STATED TASK: Below is a set of records; restate each one word for word.

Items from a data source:
-- START --

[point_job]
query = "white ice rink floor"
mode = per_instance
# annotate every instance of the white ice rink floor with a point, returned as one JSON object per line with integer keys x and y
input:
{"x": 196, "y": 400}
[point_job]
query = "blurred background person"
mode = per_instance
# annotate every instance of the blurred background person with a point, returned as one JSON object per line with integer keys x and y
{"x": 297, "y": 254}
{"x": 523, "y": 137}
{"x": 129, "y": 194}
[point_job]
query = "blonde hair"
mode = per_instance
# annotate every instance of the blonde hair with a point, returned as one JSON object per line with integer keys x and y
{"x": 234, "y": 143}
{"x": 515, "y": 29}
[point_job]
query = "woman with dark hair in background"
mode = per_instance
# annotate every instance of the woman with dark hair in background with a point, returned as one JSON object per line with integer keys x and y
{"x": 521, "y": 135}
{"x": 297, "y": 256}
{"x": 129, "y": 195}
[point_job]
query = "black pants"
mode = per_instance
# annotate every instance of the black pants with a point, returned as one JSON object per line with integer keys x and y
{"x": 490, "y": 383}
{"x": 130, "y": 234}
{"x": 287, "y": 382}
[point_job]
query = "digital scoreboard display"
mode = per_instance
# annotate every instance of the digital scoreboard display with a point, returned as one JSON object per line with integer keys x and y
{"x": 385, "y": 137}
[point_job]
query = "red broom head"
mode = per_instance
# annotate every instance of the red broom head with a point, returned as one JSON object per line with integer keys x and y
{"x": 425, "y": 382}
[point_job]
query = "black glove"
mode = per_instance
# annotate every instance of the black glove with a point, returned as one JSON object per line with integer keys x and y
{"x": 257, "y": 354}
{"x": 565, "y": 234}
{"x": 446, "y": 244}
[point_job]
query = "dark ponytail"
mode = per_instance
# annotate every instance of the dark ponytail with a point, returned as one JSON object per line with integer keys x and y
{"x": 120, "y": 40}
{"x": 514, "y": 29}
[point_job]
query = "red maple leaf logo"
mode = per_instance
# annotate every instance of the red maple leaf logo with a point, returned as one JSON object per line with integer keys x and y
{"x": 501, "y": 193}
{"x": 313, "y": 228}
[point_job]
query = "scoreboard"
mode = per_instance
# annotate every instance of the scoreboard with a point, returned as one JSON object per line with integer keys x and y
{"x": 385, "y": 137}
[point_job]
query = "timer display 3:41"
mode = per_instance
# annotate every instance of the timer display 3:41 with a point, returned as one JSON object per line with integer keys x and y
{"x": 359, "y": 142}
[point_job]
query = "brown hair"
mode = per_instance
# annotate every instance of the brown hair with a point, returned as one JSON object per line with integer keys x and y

-- END --

WRITTEN REPLY:
[point_job]
query = "white ice rink floor"
mode = per_instance
# annotate every instance of the white ice rink floor with a point, returned as one JSON object per line with integer keys x and y
input:
{"x": 196, "y": 400}
[point_job]
query = "blurred background person"
mode = per_instance
# annotate every instance of the blurred background person with a point, returned as one JSON object per line with integer keys x and y
{"x": 297, "y": 254}
{"x": 523, "y": 137}
{"x": 129, "y": 194}
[point_job]
query = "blonde hair"
mode = per_instance
# annotate every instance of the blonde hair with a point, returned as one JSON object per line with integer keys x and y
{"x": 234, "y": 143}
{"x": 515, "y": 29}
[point_job]
query = "woman with dark hair in background"
mode = per_instance
# annotate every instance of the woman with dark hair in background with a point, returned as one JSON object per line with integer keys x and y
{"x": 521, "y": 135}
{"x": 297, "y": 256}
{"x": 129, "y": 195}
[point_job]
query = "black pants"
mode = per_instance
# annotate every instance of the black pants with a point, returned as one JSON object per line with integer keys x and y
{"x": 490, "y": 383}
{"x": 130, "y": 234}
{"x": 287, "y": 382}
[point_job]
query = "digital scoreboard display"
mode = per_instance
# annotate every instance of the digital scoreboard display with a point, returned as one JSON object per line with integer keys x and y
{"x": 385, "y": 137}
[point_job]
query = "red broom head"
mode = per_instance
# annotate every instance of the red broom head with a point, returned as one JSON object per line with integer keys x and y
{"x": 425, "y": 382}
[point_job]
query = "black glove"
mode = per_instance
# annotate every instance of the black glove with a point, returned as one JSON object per line with integer keys x and y
{"x": 257, "y": 354}
{"x": 565, "y": 234}
{"x": 446, "y": 244}
[point_job]
query = "dark ponytail"
mode = per_instance
# annotate every instance of the dark ponytail with a point, returned as one JSON object per line with integer keys x and y
{"x": 120, "y": 40}
{"x": 514, "y": 29}
[point_job]
query = "red maple leaf logo"
mode = per_instance
# annotate every instance of the red maple leaf logo with a point, returned as one JSON object per line with integer keys x and y
{"x": 501, "y": 193}
{"x": 313, "y": 228}
[point_job]
query = "scoreboard"
mode = per_instance
# annotate every instance of the scoreboard with a point, returned as one JSON object per line with integer keys x and y
{"x": 385, "y": 137}
[point_job]
query = "timer display 3:41"
mode = per_instance
# annotate every instance of the timer display 3:41 with a point, returned as one JSON object per line with integer keys x and y
{"x": 359, "y": 142}
[point_job]
query = "brown hair"
mode = per_instance
# annotate every instance of the brown hair with a point, returned as one JSON object per line with integer keys x and y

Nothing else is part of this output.